» Data provided:
————

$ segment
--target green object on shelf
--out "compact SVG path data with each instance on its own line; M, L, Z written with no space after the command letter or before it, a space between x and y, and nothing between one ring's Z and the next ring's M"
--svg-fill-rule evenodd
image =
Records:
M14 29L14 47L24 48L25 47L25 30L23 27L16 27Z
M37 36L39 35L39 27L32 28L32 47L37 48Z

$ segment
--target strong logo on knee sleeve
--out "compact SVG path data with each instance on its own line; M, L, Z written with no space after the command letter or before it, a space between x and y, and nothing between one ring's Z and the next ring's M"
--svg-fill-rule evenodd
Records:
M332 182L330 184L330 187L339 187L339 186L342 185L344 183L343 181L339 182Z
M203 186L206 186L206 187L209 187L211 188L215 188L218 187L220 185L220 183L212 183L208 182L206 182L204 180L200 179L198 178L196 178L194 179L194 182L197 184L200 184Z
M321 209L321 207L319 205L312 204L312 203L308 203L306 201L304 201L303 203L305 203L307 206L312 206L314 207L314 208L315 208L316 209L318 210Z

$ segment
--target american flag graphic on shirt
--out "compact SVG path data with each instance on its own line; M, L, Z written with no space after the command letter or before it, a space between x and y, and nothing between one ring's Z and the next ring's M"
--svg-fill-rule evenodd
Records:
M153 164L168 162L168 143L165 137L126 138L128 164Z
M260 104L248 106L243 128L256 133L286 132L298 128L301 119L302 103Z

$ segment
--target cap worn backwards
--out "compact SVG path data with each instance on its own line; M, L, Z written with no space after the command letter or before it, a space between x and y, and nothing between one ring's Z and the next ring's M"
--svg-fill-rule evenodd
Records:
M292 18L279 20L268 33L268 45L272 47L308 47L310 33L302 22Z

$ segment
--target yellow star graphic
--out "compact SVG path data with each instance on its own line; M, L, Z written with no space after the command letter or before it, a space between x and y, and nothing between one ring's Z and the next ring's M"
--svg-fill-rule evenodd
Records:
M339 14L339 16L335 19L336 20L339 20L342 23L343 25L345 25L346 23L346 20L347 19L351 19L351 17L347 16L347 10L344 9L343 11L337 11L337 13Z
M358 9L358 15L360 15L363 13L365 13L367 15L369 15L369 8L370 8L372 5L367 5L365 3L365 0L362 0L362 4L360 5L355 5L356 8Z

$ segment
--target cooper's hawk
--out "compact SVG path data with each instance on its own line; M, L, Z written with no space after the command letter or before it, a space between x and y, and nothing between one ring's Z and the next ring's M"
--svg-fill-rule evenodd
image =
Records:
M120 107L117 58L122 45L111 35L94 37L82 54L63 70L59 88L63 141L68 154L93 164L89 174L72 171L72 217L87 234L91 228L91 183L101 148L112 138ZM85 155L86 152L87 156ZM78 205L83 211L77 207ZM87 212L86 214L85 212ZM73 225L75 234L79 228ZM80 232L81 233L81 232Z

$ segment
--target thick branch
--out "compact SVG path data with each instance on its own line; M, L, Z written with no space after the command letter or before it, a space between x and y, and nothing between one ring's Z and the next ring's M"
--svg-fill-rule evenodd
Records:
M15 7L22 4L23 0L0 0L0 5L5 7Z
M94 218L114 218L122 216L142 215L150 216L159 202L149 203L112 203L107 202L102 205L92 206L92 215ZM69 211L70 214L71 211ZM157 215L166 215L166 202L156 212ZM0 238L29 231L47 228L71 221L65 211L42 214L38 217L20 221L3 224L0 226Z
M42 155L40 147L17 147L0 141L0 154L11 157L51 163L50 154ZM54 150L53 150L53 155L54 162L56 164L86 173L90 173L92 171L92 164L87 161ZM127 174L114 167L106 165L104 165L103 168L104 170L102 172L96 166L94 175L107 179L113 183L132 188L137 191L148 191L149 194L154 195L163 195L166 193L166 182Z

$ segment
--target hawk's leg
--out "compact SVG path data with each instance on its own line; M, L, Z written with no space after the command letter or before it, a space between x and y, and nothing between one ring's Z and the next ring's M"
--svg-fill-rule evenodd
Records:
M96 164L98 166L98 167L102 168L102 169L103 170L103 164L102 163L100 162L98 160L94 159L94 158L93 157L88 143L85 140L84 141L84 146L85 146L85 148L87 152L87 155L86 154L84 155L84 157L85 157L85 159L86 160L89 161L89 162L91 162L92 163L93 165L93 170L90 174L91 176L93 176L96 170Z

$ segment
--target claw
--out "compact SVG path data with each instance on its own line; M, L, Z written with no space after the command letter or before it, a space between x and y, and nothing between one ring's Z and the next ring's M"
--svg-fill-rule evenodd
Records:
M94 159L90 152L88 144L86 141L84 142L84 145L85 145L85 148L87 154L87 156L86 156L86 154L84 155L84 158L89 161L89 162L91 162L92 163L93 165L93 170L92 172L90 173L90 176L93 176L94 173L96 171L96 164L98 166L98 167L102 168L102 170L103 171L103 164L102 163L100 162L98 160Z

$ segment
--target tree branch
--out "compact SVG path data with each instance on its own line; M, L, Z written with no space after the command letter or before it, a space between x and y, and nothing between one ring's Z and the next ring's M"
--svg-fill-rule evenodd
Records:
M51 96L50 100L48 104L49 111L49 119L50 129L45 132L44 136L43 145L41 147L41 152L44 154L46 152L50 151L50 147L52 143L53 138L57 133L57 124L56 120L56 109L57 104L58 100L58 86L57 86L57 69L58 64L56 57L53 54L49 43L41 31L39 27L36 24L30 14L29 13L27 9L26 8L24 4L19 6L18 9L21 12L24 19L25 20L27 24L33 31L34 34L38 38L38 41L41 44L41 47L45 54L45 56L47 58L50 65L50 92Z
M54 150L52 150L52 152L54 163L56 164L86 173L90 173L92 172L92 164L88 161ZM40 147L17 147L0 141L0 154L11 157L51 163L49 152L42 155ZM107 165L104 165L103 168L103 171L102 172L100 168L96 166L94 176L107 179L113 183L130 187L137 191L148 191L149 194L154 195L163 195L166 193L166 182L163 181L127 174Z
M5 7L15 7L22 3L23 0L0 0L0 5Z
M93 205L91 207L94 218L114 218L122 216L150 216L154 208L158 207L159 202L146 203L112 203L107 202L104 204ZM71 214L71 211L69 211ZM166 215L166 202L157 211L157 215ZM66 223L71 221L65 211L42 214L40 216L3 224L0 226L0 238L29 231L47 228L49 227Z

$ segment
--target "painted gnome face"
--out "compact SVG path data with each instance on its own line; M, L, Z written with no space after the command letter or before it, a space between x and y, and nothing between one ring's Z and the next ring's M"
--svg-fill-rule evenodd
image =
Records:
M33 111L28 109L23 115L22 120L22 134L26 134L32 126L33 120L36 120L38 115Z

————

» Exercise prompt:
Can you write out all the records again with "evenodd" swapped for "nonzero" and everything else unchanged?

» Exercise output:
$ segment
--target green object on shelf
--out "compact SVG path data with each instance on its own line; M, L, Z written with no space after the command letter or before it, a space between x and y, and nothing between one ring's Z and the next ring's M"
--svg-fill-rule nonzero
image =
Records:
M14 29L14 47L24 48L25 47L25 30L23 27L16 27Z
M37 36L39 35L39 27L32 28L32 47L37 48Z

$ segment
--target strong logo on knee sleeve
--out "compact SVG path data with each instance on its own line; M, L, Z written with no space after the command letter or before it, a space between x and y, and nothing between one ring's Z and the next ring's M"
--svg-fill-rule nonzero
Records:
M332 182L330 184L330 187L339 187L339 186L342 185L344 183L343 181L339 182Z
M203 186L206 186L206 187L209 187L211 188L215 188L218 187L220 185L220 183L212 183L208 182L206 182L204 180L200 179L198 178L196 178L194 179L194 182L197 184L200 184Z
M321 209L321 207L319 205L312 204L312 203L308 203L306 201L304 201L303 203L305 203L307 206L312 206L314 207L314 208L315 208L316 209L318 210Z

$ segment
--target american flag graphic on shirt
--out "compact SVG path data with each instance on its own line; M, L, Z written with no space after the command letter or before it, a space between x and y, and nothing between one ring's Z and the next ring's M"
--svg-fill-rule nonzero
Records:
M153 164L168 162L168 143L165 137L126 138L128 164Z
M260 104L248 106L243 128L256 133L286 132L298 128L301 119L302 103Z

$ segment
--target cap worn backwards
--out "compact SVG path data with each instance on its own line; M, L, Z written with no space after the command letter or before it, a space between x and y, and nothing between one ring's Z and the next ring's M"
--svg-fill-rule nonzero
Records:
M292 18L279 20L268 33L268 45L272 47L308 47L310 33L302 22Z

$ segment
--target yellow star graphic
--out "compact SVG path data with each instance on its own line; M, L, Z written with no space after the command letter or before it, a space between x and y, and nothing between one ring's Z and the next ring's M"
--svg-fill-rule nonzero
Records:
M339 14L339 16L335 19L336 20L339 20L342 23L343 25L345 25L346 23L346 20L347 19L351 19L351 17L347 16L347 10L344 9L343 11L337 11L337 13Z
M358 9L358 15L360 15L363 13L365 13L367 15L369 15L369 8L370 8L372 5L367 5L365 3L365 0L362 0L362 4L360 5L355 5L356 8Z

$ segment
--target cooper's hawk
--out "compact SVG path data with each instance on its own line; M, L, Z written with no space after the command letter or before it, a space between x and y, and nothing between one ring's Z and the next ring's M"
--svg-fill-rule nonzero
image =
Records:
M120 107L117 58L122 45L111 35L94 37L82 54L63 70L59 88L63 141L68 154L93 164L89 174L72 171L72 217L87 234L91 228L91 183L101 148L112 138ZM85 155L86 152L87 156ZM78 205L83 211L77 207ZM87 212L86 214L85 212ZM73 225L75 234L79 228ZM80 232L81 233L81 232Z

$ segment
--target thick branch
--out "compact SVG path data with each instance on its own line; M, L, Z written with no space after the command letter or before it, a space between x and y, and nothing between one ring's Z and the next ring's M"
--svg-fill-rule nonzero
Records:
M15 7L22 4L23 0L0 0L0 5L5 7Z
M94 218L114 218L122 216L142 215L150 216L159 202L149 203L112 203L107 202L102 205L92 206L92 215ZM69 211L70 214L71 211ZM157 215L166 215L166 202L156 212ZM0 238L29 231L47 228L71 221L65 211L42 214L38 217L20 221L3 224L0 226Z
M42 155L40 147L17 147L0 141L0 154L11 157L51 163L50 154ZM54 150L53 150L53 155L54 162L56 164L86 173L90 173L92 171L92 164L87 161ZM127 174L114 167L106 165L104 165L103 168L104 170L102 172L96 166L94 175L107 179L113 183L132 188L137 191L148 191L149 194L154 195L163 195L166 193L166 182Z

$ segment
--target hawk's leg
--out "compact SVG path data with each instance on its own line; M, L, Z written with no space after the command letter or before it, a space between x and y, and nothing between one ring's Z and the next ring's M"
--svg-fill-rule nonzero
Records:
M96 164L98 166L98 167L102 168L102 169L103 170L103 164L102 163L100 162L98 160L94 159L94 158L93 157L88 143L85 140L84 141L84 146L85 146L85 148L87 152L87 155L86 154L84 155L84 157L85 157L85 159L86 160L89 161L89 162L91 162L92 163L93 165L93 170L90 174L91 176L93 176L96 170Z

$ segment
--target claw
--out "compact SVG path data with each instance on its own line; M, L, Z written with no space after the command letter or before it, a space between x and y, and nothing between one ring's Z and the next ring's M"
--svg-fill-rule nonzero
Records:
M94 159L90 152L88 144L86 141L84 142L84 145L85 145L85 148L87 154L87 156L86 156L86 154L84 155L84 158L89 161L89 162L91 162L92 163L93 165L93 170L92 172L90 173L90 176L93 176L94 173L96 171L96 164L98 166L98 167L102 168L102 170L103 171L103 164L102 163L100 162L98 160Z

$ segment
--target tree branch
--out "compact SVG path data with each instance on its own line; M, L, Z written with no space after the command letter or before it, a space between x and y, and nothing between one ring's Z and the next ring's M"
--svg-fill-rule nonzero
Records:
M51 96L50 100L48 104L49 111L49 119L50 129L45 132L44 136L43 145L41 147L41 152L44 154L46 152L50 151L50 147L52 143L53 138L57 133L57 124L56 120L56 109L57 104L58 100L58 86L57 86L57 69L58 64L56 57L53 54L49 43L41 31L39 27L36 24L30 14L29 13L27 9L26 8L24 4L19 6L18 9L21 12L24 19L25 20L27 24L33 31L34 34L38 38L38 41L41 44L41 47L45 54L45 56L47 58L50 65L50 92Z
M54 150L52 150L52 152L54 163L56 164L86 173L90 173L92 172L92 164L88 161ZM40 147L17 147L0 141L0 154L11 157L51 163L49 152L42 155ZM107 165L104 165L103 168L103 171L102 172L100 168L96 166L94 176L107 179L113 183L130 187L137 191L148 191L149 194L154 195L163 195L166 193L166 182L163 181L127 174Z
M5 7L15 7L22 3L23 0L0 0L0 5Z
M93 205L91 207L94 218L114 218L122 216L150 216L154 208L158 207L159 202L146 203L112 203L107 202L104 204ZM71 214L71 211L69 211ZM166 215L166 202L157 211L157 215ZM66 223L71 221L65 211L42 214L40 216L3 224L0 226L0 238L29 231L47 228L49 227Z

$ segment
--target "painted gnome face"
--out "compact SVG path data with each instance on its own line; M, L, Z written with no space after the command letter or before it, a space between x and y, and nothing between one ring's Z and the next ring's M"
--svg-fill-rule nonzero
image =
Records:
M33 111L28 109L23 115L22 120L22 134L26 134L32 126L33 120L36 120L38 115Z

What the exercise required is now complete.